* Begin ENTRIES *

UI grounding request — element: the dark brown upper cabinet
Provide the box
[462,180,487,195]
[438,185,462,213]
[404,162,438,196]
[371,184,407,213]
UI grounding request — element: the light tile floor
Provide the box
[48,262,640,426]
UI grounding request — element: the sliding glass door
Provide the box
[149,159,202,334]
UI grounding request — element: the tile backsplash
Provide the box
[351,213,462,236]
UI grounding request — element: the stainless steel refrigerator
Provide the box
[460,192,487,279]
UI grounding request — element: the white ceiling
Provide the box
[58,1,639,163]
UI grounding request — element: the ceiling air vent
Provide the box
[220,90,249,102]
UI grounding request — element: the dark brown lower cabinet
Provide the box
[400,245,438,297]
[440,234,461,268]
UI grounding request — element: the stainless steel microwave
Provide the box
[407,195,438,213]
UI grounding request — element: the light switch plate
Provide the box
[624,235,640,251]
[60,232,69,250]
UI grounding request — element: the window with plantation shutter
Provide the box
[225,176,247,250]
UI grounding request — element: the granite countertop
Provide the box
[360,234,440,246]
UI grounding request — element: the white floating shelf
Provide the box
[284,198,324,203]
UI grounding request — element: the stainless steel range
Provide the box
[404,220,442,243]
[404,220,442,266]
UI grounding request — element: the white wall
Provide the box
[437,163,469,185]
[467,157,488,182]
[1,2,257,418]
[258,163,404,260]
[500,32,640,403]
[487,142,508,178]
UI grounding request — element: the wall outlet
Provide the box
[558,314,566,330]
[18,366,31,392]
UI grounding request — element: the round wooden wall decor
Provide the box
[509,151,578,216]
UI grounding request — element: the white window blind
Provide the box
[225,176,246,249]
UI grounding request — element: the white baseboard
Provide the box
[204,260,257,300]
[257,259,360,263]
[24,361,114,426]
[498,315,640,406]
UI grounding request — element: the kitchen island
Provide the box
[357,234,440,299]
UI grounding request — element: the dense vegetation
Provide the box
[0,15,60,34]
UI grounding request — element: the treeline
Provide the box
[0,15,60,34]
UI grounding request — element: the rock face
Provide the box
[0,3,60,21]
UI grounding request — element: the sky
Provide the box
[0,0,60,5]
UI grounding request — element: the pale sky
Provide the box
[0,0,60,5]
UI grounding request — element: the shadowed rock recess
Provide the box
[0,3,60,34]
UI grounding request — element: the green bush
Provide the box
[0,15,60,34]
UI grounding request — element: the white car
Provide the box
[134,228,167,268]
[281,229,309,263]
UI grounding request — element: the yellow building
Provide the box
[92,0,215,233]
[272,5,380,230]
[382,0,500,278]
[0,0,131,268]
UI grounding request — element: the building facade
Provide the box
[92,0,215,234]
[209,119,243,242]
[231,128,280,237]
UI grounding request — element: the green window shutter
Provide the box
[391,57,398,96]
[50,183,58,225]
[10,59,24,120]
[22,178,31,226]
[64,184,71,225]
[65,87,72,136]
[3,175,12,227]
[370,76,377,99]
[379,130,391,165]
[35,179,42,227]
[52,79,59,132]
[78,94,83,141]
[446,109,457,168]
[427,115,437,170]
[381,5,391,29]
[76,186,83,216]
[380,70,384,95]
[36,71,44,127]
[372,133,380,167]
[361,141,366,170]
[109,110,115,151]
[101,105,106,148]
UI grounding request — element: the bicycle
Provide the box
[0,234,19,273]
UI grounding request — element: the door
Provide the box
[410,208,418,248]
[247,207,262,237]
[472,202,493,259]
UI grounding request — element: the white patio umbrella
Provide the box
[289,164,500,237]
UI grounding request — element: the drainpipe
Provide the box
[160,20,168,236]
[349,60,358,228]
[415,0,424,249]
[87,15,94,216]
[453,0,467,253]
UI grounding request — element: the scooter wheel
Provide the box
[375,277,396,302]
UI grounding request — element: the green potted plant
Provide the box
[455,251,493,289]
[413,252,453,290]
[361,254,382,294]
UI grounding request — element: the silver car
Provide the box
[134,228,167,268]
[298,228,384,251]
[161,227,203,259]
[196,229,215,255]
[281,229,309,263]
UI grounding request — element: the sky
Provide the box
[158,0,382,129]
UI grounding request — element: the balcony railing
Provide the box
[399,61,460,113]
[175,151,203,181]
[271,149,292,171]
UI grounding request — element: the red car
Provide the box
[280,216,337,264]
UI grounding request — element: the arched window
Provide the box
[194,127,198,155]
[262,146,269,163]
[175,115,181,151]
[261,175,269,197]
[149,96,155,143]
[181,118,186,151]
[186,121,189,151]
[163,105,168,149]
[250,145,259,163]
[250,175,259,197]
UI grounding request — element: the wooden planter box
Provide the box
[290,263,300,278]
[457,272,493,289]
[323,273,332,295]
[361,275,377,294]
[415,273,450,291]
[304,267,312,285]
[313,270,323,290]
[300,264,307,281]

* End ENTRIES *

§ WRITTEN PROBLEM
Could you put every line of all the records above into a Markdown table with two columns, Row for the row number and Line for the line itself, leaving out any blank lines?

§ ANSWER FOR THE TASK
| Row | Line |
|---|---|
| 1 | UI grounding request — element: the dark brown upper cabinet |
| 2 | Provide the box |
| 3 | [462,180,487,195] |
| 4 | [438,185,462,213] |
| 5 | [404,162,438,196] |
| 6 | [371,184,407,213] |
| 7 | UI grounding request — element: the light tile floor |
| 8 | Provide the box |
| 9 | [48,262,640,426] |
| 10 | UI grounding request — element: the sliding glass door |
| 11 | Provide the box |
| 12 | [149,159,202,334] |
| 13 | UI grounding request — element: the tile backsplash |
| 14 | Provide the box |
| 15 | [351,213,462,236] |
| 16 | UI grounding request — element: the stainless steel refrigerator |
| 17 | Provide the box |
| 18 | [460,192,487,279] |
| 19 | UI grounding request — element: the white ceiling |
| 20 | Provide the box |
| 21 | [58,1,639,163] |
| 22 | UI grounding request — element: the ceiling air vent |
| 23 | Provide the box |
| 24 | [220,90,249,102] |
| 25 | UI grounding request — element: the dark brown lower cabinet |
| 26 | Provide the box |
| 27 | [400,245,438,297] |
| 28 | [440,234,461,268] |
| 29 | UI grounding request — element: the stainless steel microwave |
| 30 | Provide the box |
| 31 | [407,195,438,213] |
| 32 | UI grounding request — element: the light switch plate |
| 33 | Provide the box |
| 34 | [624,235,640,251] |
| 35 | [60,232,69,250] |
| 36 | UI grounding request — element: the window with plantation shutter |
| 37 | Provide the box |
| 38 | [225,176,247,250] |
| 39 | UI grounding request — element: the granite countertop |
| 40 | Provide the box |
| 41 | [360,234,440,246] |
| 42 | UI grounding request — element: the white floating shelf |
| 43 | Provide the box |
| 44 | [284,198,324,203] |
| 45 | UI grounding request — element: the stainless steel range |
| 46 | Provide the box |
| 47 | [404,220,442,243] |
| 48 | [404,220,442,266] |
| 49 | UI grounding request — element: the white wall |
| 50 | Provide the box |
| 51 | [437,163,469,185] |
| 52 | [467,157,488,182] |
| 53 | [1,2,257,418] |
| 54 | [258,163,404,260] |
| 55 | [500,32,640,403] |
| 56 | [487,142,508,178] |
| 57 | UI grounding request — element: the wall outlet |
| 58 | Provide the box |
| 59 | [558,314,566,330] |
| 60 | [18,366,31,392] |
| 61 | UI grounding request — element: the round wooden wall decor |
| 62 | Provide the box |
| 63 | [509,151,578,216] |
| 64 | UI grounding request — element: the white window blind |
| 65 | Provide the box |
| 66 | [225,176,246,249] |
| 67 | UI grounding request — element: the white baseboard |
| 68 | Provide the box |
| 69 | [204,260,257,300] |
| 70 | [257,259,360,263] |
| 71 | [24,361,114,426] |
| 72 | [498,315,640,406] |
| 73 | UI grounding request — element: the kitchen island |
| 74 | Provide the box |
| 75 | [357,234,440,299] |
| 76 | UI grounding request — element: the dense vegetation |
| 77 | Provide the box |
| 78 | [0,15,60,34] |
| 79 | UI grounding request — element: the treeline |
| 80 | Provide the box |
| 81 | [0,15,60,34] |
| 82 | UI grounding request — element: the rock face |
| 83 | Provide the box |
| 84 | [0,3,60,21] |
| 85 | UI grounding request — element: the sky |
| 86 | Provide the box |
| 87 | [0,0,60,5] |
| 88 | UI grounding request — element: the pale sky |
| 89 | Provide the box |
| 90 | [0,0,60,5] |
| 91 | UI grounding request — element: the shadowed rock recess |
| 92 | Provide the box |
| 93 | [0,3,60,34] |
| 94 | UI grounding request — element: the green bush |
| 95 | Provide the box |
| 96 | [0,15,60,34] |
| 97 | UI grounding request — element: the white car |
| 98 | Provide the box |
| 99 | [134,228,167,268] |
| 100 | [281,229,309,263] |
| 101 | UI grounding request — element: the yellow building |
| 102 | Provide the box |
| 103 | [92,0,215,233] |
| 104 | [272,5,380,230] |
| 105 | [382,0,500,278] |
| 106 | [0,0,131,268] |
| 107 | UI grounding request — element: the building facade |
| 108 | Provide the box |
| 109 | [92,0,215,234] |
| 110 | [209,119,243,242] |
| 111 | [231,128,280,237] |
| 112 | UI grounding request — element: the green window shutter |
| 113 | Provide the box |
| 114 | [391,57,398,96] |
| 115 | [50,183,58,225] |
| 116 | [10,59,24,120] |
| 117 | [22,178,31,226] |
| 118 | [64,184,71,225] |
| 119 | [65,87,72,136] |
| 120 | [3,175,12,227] |
| 121 | [370,76,377,99] |
| 122 | [379,130,391,165] |
| 123 | [35,179,42,227] |
| 124 | [52,79,59,132] |
| 125 | [78,94,83,141] |
| 126 | [446,109,457,168] |
| 127 | [427,115,437,170] |
| 128 | [381,5,391,29] |
| 129 | [76,186,83,216] |
| 130 | [380,70,384,95] |
| 131 | [36,71,44,127] |
| 132 | [372,133,380,167] |
| 133 | [361,141,366,170] |
| 134 | [109,110,115,151] |
| 135 | [101,105,106,148] |
| 136 | UI grounding request — element: the bicycle |
| 137 | Provide the box |
| 138 | [0,234,19,273] |
| 139 | UI grounding request — element: the door |
| 140 | Provide the box |
| 141 | [410,208,418,248] |
| 142 | [247,207,262,237] |
| 143 | [472,202,493,259] |
| 144 | UI grounding request — element: the white patio umbrella |
| 145 | Provide the box |
| 146 | [289,164,500,237] |
| 147 | UI grounding request — element: the drainpipe |
| 148 | Provide the box |
| 149 | [160,20,168,236] |
| 150 | [349,60,358,228] |
| 151 | [415,0,424,249] |
| 152 | [87,15,94,216] |
| 153 | [453,0,467,253] |
| 154 | UI grounding request — element: the scooter wheel |
| 155 | Provide the box |
| 156 | [375,277,396,302] |
| 157 | UI grounding request — element: the green potted plant |
| 158 | Provide the box |
| 159 | [455,251,493,289] |
| 160 | [413,252,453,290] |
| 161 | [361,254,382,294] |
| 162 | UI grounding request — element: the silver car |
| 163 | Provide the box |
| 164 | [134,228,167,268] |
| 165 | [298,228,384,251] |
| 166 | [161,227,203,259] |
| 167 | [196,229,215,255] |
| 168 | [281,229,309,263] |
| 169 | UI grounding request — element: the sky |
| 170 | Provide the box |
| 171 | [158,0,382,129] |
| 172 | UI grounding request — element: the balcony railing |
| 173 | Provide the box |
| 174 | [399,61,460,113] |
| 175 | [175,151,203,181] |
| 176 | [271,149,292,171] |
| 177 | UI grounding request — element: the red car |
| 178 | Provide the box |
| 179 | [280,216,337,264] |
| 180 | UI grounding request — element: the arched window |
| 181 | Provide the box |
| 182 | [194,127,198,155] |
| 183 | [262,146,269,163] |
| 184 | [175,115,181,151] |
| 185 | [261,175,269,197] |
| 186 | [149,96,155,143] |
| 187 | [181,118,186,151] |
| 188 | [186,121,189,151] |
| 189 | [163,105,168,149] |
| 190 | [250,145,259,163] |
| 191 | [250,175,259,197] |
| 192 | UI grounding request — element: the wooden planter box |
| 193 | Provide the box |
| 194 | [290,263,300,278] |
| 195 | [457,272,493,289] |
| 196 | [323,273,332,295] |
| 197 | [361,275,377,294] |
| 198 | [415,273,450,291] |
| 199 | [304,267,312,285] |
| 200 | [313,270,323,290] |
| 201 | [300,264,307,281] |